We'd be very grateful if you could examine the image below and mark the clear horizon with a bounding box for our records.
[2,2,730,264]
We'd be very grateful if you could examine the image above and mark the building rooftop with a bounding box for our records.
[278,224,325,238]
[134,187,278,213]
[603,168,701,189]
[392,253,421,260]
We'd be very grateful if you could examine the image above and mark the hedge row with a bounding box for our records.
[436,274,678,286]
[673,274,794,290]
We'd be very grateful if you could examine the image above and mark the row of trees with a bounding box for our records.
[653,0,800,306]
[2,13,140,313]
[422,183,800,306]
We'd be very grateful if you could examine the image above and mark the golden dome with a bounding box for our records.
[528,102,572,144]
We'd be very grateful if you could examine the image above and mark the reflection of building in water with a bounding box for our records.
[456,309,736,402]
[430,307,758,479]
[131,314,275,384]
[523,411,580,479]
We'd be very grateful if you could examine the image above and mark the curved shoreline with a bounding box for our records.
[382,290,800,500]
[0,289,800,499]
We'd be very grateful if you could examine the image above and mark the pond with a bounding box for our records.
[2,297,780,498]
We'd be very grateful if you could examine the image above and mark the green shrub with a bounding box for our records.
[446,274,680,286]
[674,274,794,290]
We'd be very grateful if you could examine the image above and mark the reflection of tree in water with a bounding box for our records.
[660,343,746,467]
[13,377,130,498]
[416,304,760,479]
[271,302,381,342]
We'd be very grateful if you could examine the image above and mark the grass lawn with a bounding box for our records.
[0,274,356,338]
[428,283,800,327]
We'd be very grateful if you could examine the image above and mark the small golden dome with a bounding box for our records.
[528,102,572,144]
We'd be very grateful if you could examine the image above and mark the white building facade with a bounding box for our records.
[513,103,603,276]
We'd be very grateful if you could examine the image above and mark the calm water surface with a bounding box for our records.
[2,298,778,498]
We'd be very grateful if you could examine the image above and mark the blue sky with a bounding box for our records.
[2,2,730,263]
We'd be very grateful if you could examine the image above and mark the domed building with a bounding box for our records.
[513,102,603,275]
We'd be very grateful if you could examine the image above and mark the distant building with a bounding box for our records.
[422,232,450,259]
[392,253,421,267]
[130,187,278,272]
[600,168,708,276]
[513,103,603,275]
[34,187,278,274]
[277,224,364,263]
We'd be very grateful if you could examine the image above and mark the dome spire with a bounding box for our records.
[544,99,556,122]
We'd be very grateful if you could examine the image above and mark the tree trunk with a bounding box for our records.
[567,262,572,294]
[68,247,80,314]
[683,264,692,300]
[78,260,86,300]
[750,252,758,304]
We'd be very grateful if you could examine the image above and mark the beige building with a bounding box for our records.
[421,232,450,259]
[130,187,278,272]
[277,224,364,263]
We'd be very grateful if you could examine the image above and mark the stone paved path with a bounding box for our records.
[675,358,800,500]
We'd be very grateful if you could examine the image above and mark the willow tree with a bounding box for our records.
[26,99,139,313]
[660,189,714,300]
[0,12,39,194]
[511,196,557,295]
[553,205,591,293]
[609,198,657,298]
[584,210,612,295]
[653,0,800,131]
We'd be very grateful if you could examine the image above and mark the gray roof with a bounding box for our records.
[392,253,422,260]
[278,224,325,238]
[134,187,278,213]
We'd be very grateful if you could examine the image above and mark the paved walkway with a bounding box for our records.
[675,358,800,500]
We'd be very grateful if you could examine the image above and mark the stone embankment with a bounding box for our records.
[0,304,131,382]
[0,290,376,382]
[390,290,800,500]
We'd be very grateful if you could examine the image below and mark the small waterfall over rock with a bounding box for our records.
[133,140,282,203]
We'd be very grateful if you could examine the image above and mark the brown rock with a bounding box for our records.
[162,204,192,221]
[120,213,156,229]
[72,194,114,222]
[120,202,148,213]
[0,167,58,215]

━━━━━━━━━━━━━━━━━━━━━━━━━━━━━━

Exercise
Convert the rows above, from the start through the line containing "[392,253,421,260]", into a two-column CSV with the headers instruction and response. Write one CSV line for each instruction, putting its text and its answer each in a single quoted field with line breaks replaced by spaces.

Exercise output
instruction,response
"We'd be very grateful if you could examine the image below and mark the clear horizon with a bounding box for our records.","[2,2,730,264]"
"We'd be very grateful if you could examine the image above and mark the building rooftop with a bounding box for our records.","[278,224,325,238] [134,187,278,213] [603,168,701,189] [392,253,421,260]"